**PROBLEM**
Reproduce every one of the records below, changing "place a point" to "mark a spot" wherever it occurs and keeping everything else the same.
## Begin MATERIAL FOR THIS TASK
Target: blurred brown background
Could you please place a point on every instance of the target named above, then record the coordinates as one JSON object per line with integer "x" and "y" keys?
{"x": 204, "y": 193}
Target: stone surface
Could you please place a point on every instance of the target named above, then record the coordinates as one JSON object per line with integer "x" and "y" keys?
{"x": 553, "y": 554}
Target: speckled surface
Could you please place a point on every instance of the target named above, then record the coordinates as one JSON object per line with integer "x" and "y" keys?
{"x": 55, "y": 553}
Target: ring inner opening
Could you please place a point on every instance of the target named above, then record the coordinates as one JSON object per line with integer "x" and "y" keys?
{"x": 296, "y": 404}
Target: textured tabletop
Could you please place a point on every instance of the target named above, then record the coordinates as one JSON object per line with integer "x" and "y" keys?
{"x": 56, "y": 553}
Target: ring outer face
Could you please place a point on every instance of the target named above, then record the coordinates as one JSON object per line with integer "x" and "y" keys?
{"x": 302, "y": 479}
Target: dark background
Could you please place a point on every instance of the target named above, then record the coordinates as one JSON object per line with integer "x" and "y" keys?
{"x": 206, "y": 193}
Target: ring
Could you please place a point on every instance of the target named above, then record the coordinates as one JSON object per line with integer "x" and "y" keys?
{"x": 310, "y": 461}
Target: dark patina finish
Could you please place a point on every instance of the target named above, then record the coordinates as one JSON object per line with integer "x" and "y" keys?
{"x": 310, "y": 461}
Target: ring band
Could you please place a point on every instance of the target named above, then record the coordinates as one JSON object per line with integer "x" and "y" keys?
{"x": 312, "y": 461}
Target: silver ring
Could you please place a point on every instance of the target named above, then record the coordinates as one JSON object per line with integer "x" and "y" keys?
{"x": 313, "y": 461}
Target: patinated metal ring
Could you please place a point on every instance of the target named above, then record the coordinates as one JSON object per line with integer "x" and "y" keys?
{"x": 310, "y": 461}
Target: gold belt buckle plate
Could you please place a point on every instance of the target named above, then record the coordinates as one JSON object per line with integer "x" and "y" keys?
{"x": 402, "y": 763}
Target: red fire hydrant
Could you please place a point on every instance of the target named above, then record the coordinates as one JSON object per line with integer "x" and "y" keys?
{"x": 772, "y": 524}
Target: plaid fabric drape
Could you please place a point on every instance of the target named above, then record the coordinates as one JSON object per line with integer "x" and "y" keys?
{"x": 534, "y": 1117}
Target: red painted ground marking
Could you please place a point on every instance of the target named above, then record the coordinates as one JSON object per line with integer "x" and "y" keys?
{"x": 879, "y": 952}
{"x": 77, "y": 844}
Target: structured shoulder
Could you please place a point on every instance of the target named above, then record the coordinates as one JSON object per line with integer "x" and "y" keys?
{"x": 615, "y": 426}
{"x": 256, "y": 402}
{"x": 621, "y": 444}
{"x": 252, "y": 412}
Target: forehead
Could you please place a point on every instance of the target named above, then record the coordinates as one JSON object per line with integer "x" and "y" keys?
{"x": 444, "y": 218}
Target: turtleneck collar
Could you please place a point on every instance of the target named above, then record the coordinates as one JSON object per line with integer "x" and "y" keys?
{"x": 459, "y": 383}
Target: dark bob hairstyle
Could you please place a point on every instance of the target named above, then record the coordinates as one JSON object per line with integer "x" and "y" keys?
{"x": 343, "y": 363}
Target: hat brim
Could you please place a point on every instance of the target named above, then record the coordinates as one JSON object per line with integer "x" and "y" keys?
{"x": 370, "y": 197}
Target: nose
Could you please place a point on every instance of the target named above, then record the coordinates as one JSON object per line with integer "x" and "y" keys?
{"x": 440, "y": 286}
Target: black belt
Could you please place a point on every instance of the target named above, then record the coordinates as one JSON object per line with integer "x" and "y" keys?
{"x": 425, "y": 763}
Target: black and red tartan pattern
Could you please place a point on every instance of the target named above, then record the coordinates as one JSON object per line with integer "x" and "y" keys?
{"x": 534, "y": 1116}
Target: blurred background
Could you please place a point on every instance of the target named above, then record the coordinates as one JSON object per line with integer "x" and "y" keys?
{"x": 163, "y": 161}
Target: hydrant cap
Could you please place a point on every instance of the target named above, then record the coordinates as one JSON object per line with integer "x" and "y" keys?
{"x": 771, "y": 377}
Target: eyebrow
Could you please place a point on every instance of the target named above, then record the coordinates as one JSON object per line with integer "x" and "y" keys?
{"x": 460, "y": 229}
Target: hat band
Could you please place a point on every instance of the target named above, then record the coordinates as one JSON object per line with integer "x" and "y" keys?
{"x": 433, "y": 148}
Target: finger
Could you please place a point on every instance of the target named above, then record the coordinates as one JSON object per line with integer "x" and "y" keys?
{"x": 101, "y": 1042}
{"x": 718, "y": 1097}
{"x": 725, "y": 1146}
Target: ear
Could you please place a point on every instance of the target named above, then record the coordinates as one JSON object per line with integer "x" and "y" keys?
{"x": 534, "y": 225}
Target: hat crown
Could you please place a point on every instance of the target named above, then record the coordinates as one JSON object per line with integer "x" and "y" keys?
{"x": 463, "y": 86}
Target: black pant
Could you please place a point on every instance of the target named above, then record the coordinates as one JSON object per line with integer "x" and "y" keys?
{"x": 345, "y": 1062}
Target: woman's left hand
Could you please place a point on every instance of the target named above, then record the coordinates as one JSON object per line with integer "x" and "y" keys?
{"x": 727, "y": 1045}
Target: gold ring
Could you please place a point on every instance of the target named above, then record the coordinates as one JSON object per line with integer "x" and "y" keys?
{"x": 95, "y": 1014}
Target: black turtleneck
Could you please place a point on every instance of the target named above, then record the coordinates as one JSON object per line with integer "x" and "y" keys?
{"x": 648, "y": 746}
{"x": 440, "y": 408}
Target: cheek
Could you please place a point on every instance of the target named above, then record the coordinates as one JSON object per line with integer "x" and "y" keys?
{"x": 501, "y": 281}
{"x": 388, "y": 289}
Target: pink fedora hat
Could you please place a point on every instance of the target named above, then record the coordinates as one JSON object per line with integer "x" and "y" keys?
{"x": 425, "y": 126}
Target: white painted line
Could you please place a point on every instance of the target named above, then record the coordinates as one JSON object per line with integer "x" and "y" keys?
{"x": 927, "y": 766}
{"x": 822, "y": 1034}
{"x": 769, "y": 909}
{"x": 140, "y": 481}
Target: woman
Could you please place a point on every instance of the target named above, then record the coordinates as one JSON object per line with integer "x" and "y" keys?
## End MATERIAL FOR THIS TASK
**REPLY TO THE EXERCISE**
Target: blurred brown background
Could you please mark a spot on every instance of the target named above, then record the coordinates as one JSON object per line with integer "x" and "y" keys?
{"x": 204, "y": 193}
Target: stone surface
Could you please mark a spot on every instance of the target named above, then record the coordinates as one JSON object per line with integer "x" and "y" keys?
{"x": 553, "y": 554}
Target: speckled surface
Could you please mark a spot on every instance of the target named above, then record the coordinates as one JSON object per line with integer "x" and "y" keys?
{"x": 55, "y": 553}
Target: ring inner opening
Could you please mark a spot on every instance of the target named above, then record the coordinates as one JSON object per line with integer "x" and "y" keys?
{"x": 296, "y": 404}
Target: textured tabletop
Could you please mark a spot on every instance of the target named above, then record the coordinates as one JSON object per line with integer "x" and "y" keys?
{"x": 56, "y": 553}
Target: ring outer face
Could you please mark a spot on every instance of the target named above, then record the coordinates as one JSON object per line with integer "x" and "y" keys?
{"x": 302, "y": 479}
Target: dark background
Could you please mark a spot on every instance of the target named above, then record the coordinates as one JSON object per line with integer "x" and "y" keys?
{"x": 206, "y": 193}
Target: ring
Could you please mark a spot on every instance of the target named above, then record the coordinates as one JSON object per line with integer "x" and "y" keys?
{"x": 310, "y": 461}
Target: dark patina finish
Could you please mark a spot on every instance of the target named above, then record the coordinates as one JSON object per line with integer "x" and "y" keys?
{"x": 310, "y": 461}
Target: ring band
Could you please mark a spot on every instance of the target named above, then record the coordinates as one JSON object per line with integer "x" and "y" keys?
{"x": 312, "y": 461}
Target: silver ring
Could you please mark a spot on every instance of the target named above, then record the coordinates as one JSON object per line with integer "x" and "y" keys?
{"x": 313, "y": 461}
Target: patinated metal ring
Could you please mark a spot on every instance of the target named above, then record the coordinates as one JSON object per line with integer "x" and "y" keys?
{"x": 310, "y": 461}
Target: gold belt buckle plate
Could you please mark a spot on every instance of the target named above, then record the coordinates as one JSON object per line with integer "x" and "y" keys?
{"x": 402, "y": 763}
Target: red fire hydrant
Could you please mark a spot on every instance of the target named above, then record the coordinates as one JSON object per line with integer "x" and "y" keys?
{"x": 772, "y": 524}
Target: plaid fabric drape
Could you please mark a spot on every instance of the target named above, then record the coordinates as one JSON object per line with integer "x" and "y" keys?
{"x": 534, "y": 1117}
Target: red painted ground marking
Could you please mark a spot on every instance of the target named above, then record the coordinates as one JSON object per line with integer "x" and "y" keys?
{"x": 879, "y": 952}
{"x": 77, "y": 844}
Target: structured shoulder
Could you please mark a spot on every instance of the target named above, then record the coordinates as one JSON object per line with integer "x" and "y" keys?
{"x": 615, "y": 426}
{"x": 256, "y": 402}
{"x": 621, "y": 444}
{"x": 252, "y": 412}
Target: forehead
Could you please mark a spot on every instance of the target named above, then record the coordinates as one JSON object per line with integer "x" and "y" keys?
{"x": 444, "y": 218}
Target: turtleneck collar
Could you please mark a spot on every instance of the target named above, then record the coordinates as one JSON object per line with integer "x" and "y" keys?
{"x": 459, "y": 383}
Target: dark bob hairstyle
Could you please mark a spot on every instance of the target named above, then record the coordinates as one JSON object per line with integer "x" and "y" keys?
{"x": 343, "y": 363}
Target: hat brim
Could you please mark a spot on every instance of the target named above, then record the coordinates as one JSON object per line with integer "x" and "y" keys?
{"x": 370, "y": 197}
Target: nose
Could you please mark a spot on every instance of the target named above, then record the coordinates as one JSON object per line with integer "x" and "y" keys?
{"x": 440, "y": 286}
Target: black belt
Could you please mark a spot on every instance of the target named above, then record the coordinates as one JSON object per line with integer "x" and "y" keys?
{"x": 425, "y": 763}
Target: black and red tartan pattern
Could you please mark a spot on every instance of the target named above, then record the coordinates as one JSON object per line with integer "x" and "y" keys?
{"x": 534, "y": 1116}
Target: blurred background
Could you please mark a spot on every instance of the target named above, then record the coordinates as one JSON object per line with integer "x" and "y" keys?
{"x": 163, "y": 161}
Target: hydrant cap
Could you please mark a spot on every instance of the target named above, then record the coordinates as one JSON object per line with integer "x" and "y" keys?
{"x": 771, "y": 377}
Target: eyebrow
Could you please mark a spot on every instance of the target named above, then record the coordinates as one JSON object per line with integer "x" and "y" keys?
{"x": 460, "y": 229}
Target: hat band
Could you please mark a spot on every instance of the target named above, then record the coordinates as one JSON object per line with integer "x" and "y" keys?
{"x": 433, "y": 148}
Target: finger
Could you please mark a spot on every instance of the target named above, then record the coordinates as one JSON object per line with integer "x" and "y" keys?
{"x": 101, "y": 1042}
{"x": 718, "y": 1097}
{"x": 725, "y": 1146}
Target: ear
Could you please mark a spot on every instance of the target named above, then record the coordinates as one JSON object per line with integer "x" and "y" keys?
{"x": 534, "y": 225}
Target: hat crown
Could you please mark a spot on every instance of the target named above, then record the coordinates as one JSON object per line with integer "x" and "y" keys?
{"x": 463, "y": 86}
Target: black pant
Could you please mark a spot on every instance of the target named above, then record the coordinates as one JSON object per line with integer "x" and "y" keys?
{"x": 345, "y": 1062}
Target: woman's left hand
Could you please mark a spot on every instance of the target named above, then record the coordinates as one JSON object per line with integer "x" and "y" keys?
{"x": 727, "y": 1045}
Target: gold ring
Could you please mark a spot on every instance of the target named above, then record the coordinates as one JSON object per line with integer "x" and "y" keys?
{"x": 95, "y": 1014}
Target: black turtleneck
Could you please mark a spot on every instance of the target named above, then record the coordinates as one JSON object per line with integer "x" and "y" keys?
{"x": 648, "y": 746}
{"x": 440, "y": 408}
Target: cheek
Could you please mark a spot on every instance of the target named above, then record the coordinates as one JSON object per line with integer "x" and "y" keys?
{"x": 501, "y": 281}
{"x": 388, "y": 289}
Target: pink fedora hat
Could you please mark a spot on every instance of the target named above, then record the coordinates as one JSON object per line with integer "x" and "y" keys?
{"x": 425, "y": 126}
Target: white painted line
Could you please mark a spot on every instance of the target named above, then record the coordinates as one JSON object per line with integer "x" and "y" keys?
{"x": 927, "y": 766}
{"x": 822, "y": 1034}
{"x": 769, "y": 909}
{"x": 140, "y": 481}
Target: woman
Could you please mark a spot on every instance of the target named above, then record the coordinates as one JSON object per line with integer "x" and "y" keys?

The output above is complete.